** Opening RECORDS TO PROCESS block **

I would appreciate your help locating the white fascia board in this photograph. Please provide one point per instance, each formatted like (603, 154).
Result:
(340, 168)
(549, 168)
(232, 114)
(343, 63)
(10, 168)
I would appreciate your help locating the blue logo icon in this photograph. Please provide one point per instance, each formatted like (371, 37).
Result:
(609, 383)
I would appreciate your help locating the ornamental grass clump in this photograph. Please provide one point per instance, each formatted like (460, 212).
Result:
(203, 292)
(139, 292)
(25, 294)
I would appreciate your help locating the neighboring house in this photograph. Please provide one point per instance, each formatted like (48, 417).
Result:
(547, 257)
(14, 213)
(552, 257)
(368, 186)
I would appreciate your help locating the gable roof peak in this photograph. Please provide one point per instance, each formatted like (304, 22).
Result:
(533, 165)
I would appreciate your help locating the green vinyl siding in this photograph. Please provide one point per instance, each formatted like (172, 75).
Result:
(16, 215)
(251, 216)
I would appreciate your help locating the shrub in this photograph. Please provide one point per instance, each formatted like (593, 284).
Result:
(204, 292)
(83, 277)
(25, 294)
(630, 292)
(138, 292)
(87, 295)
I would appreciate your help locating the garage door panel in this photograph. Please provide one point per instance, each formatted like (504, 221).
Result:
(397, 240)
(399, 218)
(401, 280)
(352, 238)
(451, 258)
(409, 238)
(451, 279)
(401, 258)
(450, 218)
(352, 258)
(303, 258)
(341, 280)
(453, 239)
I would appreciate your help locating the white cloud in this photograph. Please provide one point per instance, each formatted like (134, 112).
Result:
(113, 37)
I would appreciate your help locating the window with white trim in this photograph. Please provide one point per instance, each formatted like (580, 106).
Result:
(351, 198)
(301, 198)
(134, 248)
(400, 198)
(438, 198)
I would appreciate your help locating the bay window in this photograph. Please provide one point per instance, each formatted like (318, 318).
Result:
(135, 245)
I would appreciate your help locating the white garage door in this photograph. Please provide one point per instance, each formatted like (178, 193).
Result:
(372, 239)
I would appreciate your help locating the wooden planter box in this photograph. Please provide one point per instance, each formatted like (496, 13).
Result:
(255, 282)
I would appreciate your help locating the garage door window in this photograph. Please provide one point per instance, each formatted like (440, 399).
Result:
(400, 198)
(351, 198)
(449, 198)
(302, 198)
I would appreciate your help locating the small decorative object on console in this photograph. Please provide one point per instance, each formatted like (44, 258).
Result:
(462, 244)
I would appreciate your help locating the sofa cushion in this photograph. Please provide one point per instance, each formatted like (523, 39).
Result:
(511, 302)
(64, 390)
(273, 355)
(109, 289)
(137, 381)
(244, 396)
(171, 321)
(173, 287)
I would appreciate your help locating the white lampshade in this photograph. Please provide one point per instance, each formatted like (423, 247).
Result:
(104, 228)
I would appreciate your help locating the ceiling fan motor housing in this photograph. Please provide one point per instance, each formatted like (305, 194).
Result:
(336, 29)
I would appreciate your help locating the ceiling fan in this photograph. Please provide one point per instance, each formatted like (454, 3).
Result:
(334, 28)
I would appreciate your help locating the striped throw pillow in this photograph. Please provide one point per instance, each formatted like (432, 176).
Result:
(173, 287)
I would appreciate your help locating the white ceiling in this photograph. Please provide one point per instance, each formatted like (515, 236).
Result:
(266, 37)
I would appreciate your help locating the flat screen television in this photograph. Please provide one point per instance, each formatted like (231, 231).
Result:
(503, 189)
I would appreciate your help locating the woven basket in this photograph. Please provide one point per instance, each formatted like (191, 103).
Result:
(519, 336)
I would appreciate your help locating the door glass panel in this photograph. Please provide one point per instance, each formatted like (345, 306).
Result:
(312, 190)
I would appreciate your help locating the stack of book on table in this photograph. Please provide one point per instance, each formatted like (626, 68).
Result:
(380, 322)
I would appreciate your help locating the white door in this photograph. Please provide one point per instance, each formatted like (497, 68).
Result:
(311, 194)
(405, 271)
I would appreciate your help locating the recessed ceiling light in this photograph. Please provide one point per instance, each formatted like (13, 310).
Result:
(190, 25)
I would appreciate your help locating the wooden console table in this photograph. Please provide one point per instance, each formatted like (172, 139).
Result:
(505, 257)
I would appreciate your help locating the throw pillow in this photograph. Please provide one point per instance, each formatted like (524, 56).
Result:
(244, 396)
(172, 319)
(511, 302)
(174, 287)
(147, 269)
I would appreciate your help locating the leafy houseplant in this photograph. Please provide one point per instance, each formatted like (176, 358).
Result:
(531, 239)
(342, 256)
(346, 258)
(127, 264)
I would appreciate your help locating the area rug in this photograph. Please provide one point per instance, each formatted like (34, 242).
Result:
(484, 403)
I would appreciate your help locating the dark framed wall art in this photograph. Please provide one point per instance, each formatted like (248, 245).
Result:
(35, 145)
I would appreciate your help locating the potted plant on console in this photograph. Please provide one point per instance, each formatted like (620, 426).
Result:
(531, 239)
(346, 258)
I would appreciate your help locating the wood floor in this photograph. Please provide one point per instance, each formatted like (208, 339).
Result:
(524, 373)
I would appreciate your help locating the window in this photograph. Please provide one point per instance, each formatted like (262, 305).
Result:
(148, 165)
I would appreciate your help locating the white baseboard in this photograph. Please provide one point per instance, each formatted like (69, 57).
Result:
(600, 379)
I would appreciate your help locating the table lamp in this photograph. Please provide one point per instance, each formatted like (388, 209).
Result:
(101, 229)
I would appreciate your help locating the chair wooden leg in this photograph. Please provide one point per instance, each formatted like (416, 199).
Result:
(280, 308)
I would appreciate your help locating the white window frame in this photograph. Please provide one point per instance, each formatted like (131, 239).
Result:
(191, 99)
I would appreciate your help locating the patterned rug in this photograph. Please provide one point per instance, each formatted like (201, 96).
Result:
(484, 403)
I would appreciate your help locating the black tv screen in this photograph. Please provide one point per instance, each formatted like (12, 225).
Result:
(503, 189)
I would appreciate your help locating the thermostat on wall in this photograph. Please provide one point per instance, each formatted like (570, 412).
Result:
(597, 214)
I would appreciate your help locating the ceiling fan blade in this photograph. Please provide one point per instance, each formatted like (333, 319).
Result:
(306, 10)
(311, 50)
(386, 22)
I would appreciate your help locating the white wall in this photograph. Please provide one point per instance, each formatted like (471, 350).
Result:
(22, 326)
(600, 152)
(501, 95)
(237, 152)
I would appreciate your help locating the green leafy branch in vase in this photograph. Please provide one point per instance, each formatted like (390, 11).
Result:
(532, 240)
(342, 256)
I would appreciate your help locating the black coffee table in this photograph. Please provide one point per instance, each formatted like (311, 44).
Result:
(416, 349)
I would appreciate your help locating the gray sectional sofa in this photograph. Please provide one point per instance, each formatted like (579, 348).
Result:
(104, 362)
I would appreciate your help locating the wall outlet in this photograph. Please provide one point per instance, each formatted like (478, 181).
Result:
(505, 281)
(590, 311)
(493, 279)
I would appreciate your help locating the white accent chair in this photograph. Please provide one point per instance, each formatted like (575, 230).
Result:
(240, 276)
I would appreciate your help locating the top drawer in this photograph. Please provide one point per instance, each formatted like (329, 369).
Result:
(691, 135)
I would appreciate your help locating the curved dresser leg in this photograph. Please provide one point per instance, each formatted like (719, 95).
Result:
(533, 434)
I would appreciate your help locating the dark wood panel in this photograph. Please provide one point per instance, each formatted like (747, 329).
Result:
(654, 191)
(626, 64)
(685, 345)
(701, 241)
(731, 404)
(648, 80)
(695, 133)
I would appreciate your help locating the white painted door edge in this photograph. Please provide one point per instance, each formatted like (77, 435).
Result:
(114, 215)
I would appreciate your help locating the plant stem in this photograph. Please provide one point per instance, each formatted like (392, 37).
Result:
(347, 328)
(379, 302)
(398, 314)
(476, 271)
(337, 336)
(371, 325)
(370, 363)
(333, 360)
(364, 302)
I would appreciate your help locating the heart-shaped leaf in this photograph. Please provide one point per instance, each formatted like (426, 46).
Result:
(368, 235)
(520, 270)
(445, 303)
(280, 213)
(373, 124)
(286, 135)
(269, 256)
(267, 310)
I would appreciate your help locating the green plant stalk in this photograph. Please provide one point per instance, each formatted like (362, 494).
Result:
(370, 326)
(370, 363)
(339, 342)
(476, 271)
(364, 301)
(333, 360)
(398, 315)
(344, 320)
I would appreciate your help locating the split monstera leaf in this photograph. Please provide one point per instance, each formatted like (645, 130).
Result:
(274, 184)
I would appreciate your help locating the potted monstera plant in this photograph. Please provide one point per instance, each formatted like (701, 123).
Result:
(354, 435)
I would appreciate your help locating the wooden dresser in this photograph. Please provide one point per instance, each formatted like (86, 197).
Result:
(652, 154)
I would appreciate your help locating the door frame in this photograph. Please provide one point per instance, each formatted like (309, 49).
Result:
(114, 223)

** Closing RECORDS TO PROCESS block **

*THE TASK*:
Working down the entries above, count each line in which "chair" occurs, and state only the resulting number.

*ANSWER TO THE PROBLEM*:
2